[Start of Attachment]

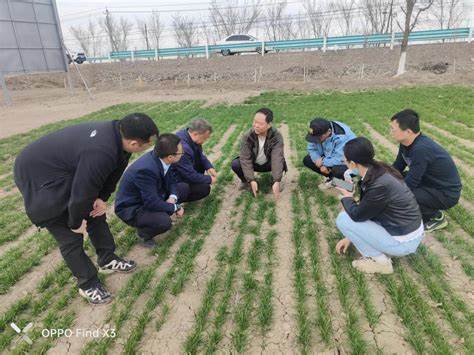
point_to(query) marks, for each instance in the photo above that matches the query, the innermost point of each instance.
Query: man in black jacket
(65, 178)
(195, 173)
(432, 175)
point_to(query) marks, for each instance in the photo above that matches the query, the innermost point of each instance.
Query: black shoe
(118, 265)
(148, 243)
(97, 294)
(436, 223)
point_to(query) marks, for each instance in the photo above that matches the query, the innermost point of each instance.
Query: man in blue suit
(148, 193)
(194, 171)
(326, 141)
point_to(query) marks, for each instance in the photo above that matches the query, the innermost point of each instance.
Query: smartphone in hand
(342, 184)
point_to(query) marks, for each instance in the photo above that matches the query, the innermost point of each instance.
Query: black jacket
(68, 170)
(273, 150)
(430, 165)
(387, 201)
(193, 163)
(145, 186)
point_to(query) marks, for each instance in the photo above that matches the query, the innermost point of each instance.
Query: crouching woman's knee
(343, 221)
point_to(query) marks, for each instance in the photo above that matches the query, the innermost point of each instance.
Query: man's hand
(324, 169)
(319, 162)
(171, 200)
(99, 208)
(344, 192)
(342, 245)
(212, 172)
(254, 186)
(276, 190)
(82, 229)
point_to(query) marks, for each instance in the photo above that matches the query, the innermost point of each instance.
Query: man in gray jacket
(261, 150)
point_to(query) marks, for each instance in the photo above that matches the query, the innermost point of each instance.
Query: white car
(240, 39)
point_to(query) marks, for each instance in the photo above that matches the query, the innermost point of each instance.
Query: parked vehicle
(240, 39)
(79, 58)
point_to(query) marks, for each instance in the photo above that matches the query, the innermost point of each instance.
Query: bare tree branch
(185, 30)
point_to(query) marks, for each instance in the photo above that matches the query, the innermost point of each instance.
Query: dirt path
(34, 109)
(465, 142)
(459, 279)
(393, 148)
(184, 307)
(281, 338)
(95, 317)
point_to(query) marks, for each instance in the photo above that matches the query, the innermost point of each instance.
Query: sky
(78, 13)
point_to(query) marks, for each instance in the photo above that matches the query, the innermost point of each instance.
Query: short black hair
(167, 144)
(267, 112)
(138, 126)
(407, 119)
(319, 126)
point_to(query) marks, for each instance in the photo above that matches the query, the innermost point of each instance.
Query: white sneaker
(325, 185)
(371, 266)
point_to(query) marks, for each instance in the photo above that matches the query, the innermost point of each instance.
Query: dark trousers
(265, 168)
(192, 192)
(71, 246)
(432, 200)
(336, 171)
(150, 224)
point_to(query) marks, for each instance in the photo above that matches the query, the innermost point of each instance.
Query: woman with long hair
(386, 221)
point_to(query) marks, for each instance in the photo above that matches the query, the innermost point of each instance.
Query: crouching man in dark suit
(65, 178)
(194, 171)
(148, 193)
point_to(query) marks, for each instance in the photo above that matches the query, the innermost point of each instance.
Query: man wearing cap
(326, 140)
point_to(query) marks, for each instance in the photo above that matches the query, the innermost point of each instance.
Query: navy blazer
(145, 186)
(193, 163)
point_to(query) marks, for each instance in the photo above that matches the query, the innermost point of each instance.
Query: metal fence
(314, 43)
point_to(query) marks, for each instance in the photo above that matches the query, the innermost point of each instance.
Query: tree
(95, 37)
(319, 21)
(448, 13)
(274, 18)
(346, 8)
(88, 37)
(378, 15)
(143, 28)
(235, 17)
(82, 36)
(117, 31)
(408, 10)
(156, 29)
(185, 30)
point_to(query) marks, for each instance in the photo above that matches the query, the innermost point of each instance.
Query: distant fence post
(6, 94)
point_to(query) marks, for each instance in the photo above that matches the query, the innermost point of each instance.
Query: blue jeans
(371, 239)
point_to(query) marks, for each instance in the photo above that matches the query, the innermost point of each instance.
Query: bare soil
(45, 98)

[End of Attachment]

Task to carry out: With the pictures set aside, copy each line above as written.

Response to the task:
point_to(query) marks, for each instance in the photo above that matches the query, the innermost point of each instance.
Query: man in black jacket
(65, 178)
(195, 173)
(432, 175)
point_to(query) marks, for each instance in the photo above that matches the query, the innermost point of each instance.
Query: black shoe
(118, 265)
(148, 243)
(97, 294)
(436, 223)
point_to(query) marks, for each instance in the photo above that matches the query, the innermost point of each instance.
Query: man in blue suit
(148, 193)
(194, 171)
(326, 141)
point_to(query) marks, for each instance in the photo above that matches the query, the innermost point of each instance.
Query: smartphone in hand
(342, 184)
point_to(query) marks, for each instance in the photo above that matches the query, the innermost point of each instance.
Query: black jacket
(68, 170)
(273, 150)
(430, 165)
(387, 201)
(193, 163)
(145, 186)
point_to(query) marks, for each instance in the photo above that matches the query, the innermost point of each instance.
Query: crouching woman's knee
(343, 221)
point_to(query) marks, for each instance in the photo above that matches the query, the innermost point of each instance.
Query: man's hand
(324, 169)
(319, 162)
(171, 200)
(99, 208)
(344, 192)
(342, 245)
(212, 172)
(254, 186)
(276, 190)
(82, 229)
point_to(query) marks, for each instance in the photo above that matches the query, the innermost point of each instance.
Query: man in gray jacket
(261, 150)
point_to(query) marks, for each instance in the photo above that matches the query, the innermost point of each instance.
Query: white car
(240, 39)
point_to(query) marks, for each instance in the photo above that matches the query, the innermost point of each instance.
Query: parked vehicle
(240, 39)
(79, 58)
point_to(query) marks, for each instance in the photo above that matches the query, the innermost point of each instance.
Query: bare tree branch
(185, 30)
point_to(query) marks, for each instance in the photo above that matches the query, the innermost point of each instance.
Query: dirt path
(34, 109)
(465, 142)
(459, 279)
(393, 148)
(184, 307)
(281, 338)
(95, 317)
point_to(query) marks, for each instance in the photo above that matches the query, the innermost point of each instance.
Query: sky
(78, 13)
point_to(query) marks, for each instance in the photo above that matches the query, the innermost point of each instance.
Query: short black hair
(167, 144)
(267, 112)
(138, 126)
(407, 119)
(319, 126)
point_to(query) marks, for each instance in the photo above that matches the query, the innermost point of each instance.
Query: white sneaker
(325, 185)
(371, 266)
point_to(query) marks, for each instance in the photo above that matches the query, the innermost point of each instance.
Query: dark trousers
(265, 168)
(192, 192)
(71, 246)
(432, 200)
(336, 171)
(150, 224)
point_to(query) marks, for each instance in the photo above that matches the query, the innermost point of each instance.
Query: woman with long hair
(386, 221)
point_to(query) marks, for each instance in the photo above that matches the query, the innermost point of each instance.
Query: crouching man in dark suit
(65, 178)
(194, 171)
(148, 193)
point_to(query) marks, for each instance in the photo above that matches the query, the innermost point of each instance.
Query: man wearing cap
(326, 140)
point_to(query) marks, for each instance in the photo above that matches the query, the innermost point of each instance.
Query: navy blazer
(145, 186)
(193, 163)
point_to(query) marks, for each instance in the photo above that matches the query, the innermost point of each instance.
Query: metal fence
(314, 43)
point_to(query) marks, for each instance in the photo above that matches the query, the innermost point of each instance.
Query: tree
(95, 37)
(319, 21)
(448, 13)
(274, 18)
(346, 8)
(88, 37)
(378, 15)
(143, 28)
(235, 17)
(82, 36)
(117, 31)
(408, 10)
(156, 29)
(185, 30)
point_to(query) marks, for each instance in the photo above that matches the query, the innermost point of each instance.
Query: distant fence post
(6, 94)
point_to(query) marks, for each instance in the photo above that matches the query, the innermost point of each instance.
Query: blue jeans
(371, 239)
point_to(query) marks, for each instance in the photo above that matches the query, the innermost point of each instance.
Query: bare soil
(45, 98)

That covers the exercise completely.